**Problem to work on**: In the records below, locate the line containing "Target: building"; output that line and every following line through the last, exactly.

Extracted records
┄┄┄┄┄┄┄┄┄┄

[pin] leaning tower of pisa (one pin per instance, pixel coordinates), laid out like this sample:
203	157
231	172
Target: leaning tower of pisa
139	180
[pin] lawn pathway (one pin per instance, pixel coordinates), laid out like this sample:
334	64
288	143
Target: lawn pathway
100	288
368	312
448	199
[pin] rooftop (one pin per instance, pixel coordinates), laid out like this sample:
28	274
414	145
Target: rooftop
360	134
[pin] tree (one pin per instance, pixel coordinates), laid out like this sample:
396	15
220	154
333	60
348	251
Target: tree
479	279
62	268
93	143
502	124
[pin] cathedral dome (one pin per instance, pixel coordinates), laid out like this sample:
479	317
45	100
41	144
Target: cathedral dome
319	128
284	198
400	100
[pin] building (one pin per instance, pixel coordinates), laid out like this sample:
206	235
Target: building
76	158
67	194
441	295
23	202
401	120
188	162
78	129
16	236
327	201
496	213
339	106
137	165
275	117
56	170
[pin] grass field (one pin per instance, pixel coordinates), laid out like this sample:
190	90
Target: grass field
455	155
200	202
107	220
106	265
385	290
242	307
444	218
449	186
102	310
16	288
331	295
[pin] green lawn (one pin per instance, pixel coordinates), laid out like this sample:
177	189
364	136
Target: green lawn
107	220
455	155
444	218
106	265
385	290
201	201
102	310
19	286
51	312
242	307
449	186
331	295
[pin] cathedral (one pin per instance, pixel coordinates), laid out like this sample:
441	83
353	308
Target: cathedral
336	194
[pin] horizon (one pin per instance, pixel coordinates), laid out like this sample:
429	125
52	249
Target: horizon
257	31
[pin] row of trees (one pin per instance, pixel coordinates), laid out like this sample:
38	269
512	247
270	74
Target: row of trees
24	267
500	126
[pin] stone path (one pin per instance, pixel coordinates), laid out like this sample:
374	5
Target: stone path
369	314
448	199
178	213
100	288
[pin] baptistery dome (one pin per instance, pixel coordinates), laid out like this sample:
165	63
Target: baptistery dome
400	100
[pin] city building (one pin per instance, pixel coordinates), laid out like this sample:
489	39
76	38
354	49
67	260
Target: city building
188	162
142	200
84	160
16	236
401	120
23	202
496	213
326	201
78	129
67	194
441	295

┄┄┄┄┄┄┄┄┄┄

**Your solution**:
Target: building
76	158
67	194
441	295
23	202
401	120
188	162
78	129
16	236
327	201
496	213
339	106
137	165
275	117
56	170
[pin] grass field (one pin per instance, pixel coordinates), laid out like this sample:
190	90
Target: grass field
455	155
200	202
107	220
106	265
385	290
242	307
444	218
449	186
102	310
16	288
331	295
[pin] green lawn (one pin per instance, pixel coordinates), laid out like this sample:
177	189
364	136
Target: green lawn
107	220
455	155
444	218
106	265
385	290
201	201
102	310
19	286
51	312
242	307
449	186
331	295
[pin] cathedral (one pin per instance, pixel coordinates), laid out like this sample:
441	83
353	308
Target: cathedral
336	194
[pin] horizon (one pin per instance, pixel coordinates), laid out like this sample:
429	125
52	249
Target: horizon
257	31
[pin] row of trees (one pin per instance, pixel coordinates), laid out like this sample:
38	269
512	247
270	74
Target: row of trees
24	267
500	126
[pin] stone path (one pin per instance, pixel coordinates), laid out like this sample:
374	5
Target: stone path
369	314
448	199
178	213
100	288
[pin] baptistery dome (one pin per instance, pixel coordinates), laid out like this sample:
165	63
Target: baptistery dome
400	100
[pin] city building (one pin per instance, pixel coordinates), laid out like this sample:
489	39
76	38
354	49
67	260
Target: city building
188	162
142	200
84	160
16	236
401	120
23	202
496	213
326	201
78	129
67	194
441	295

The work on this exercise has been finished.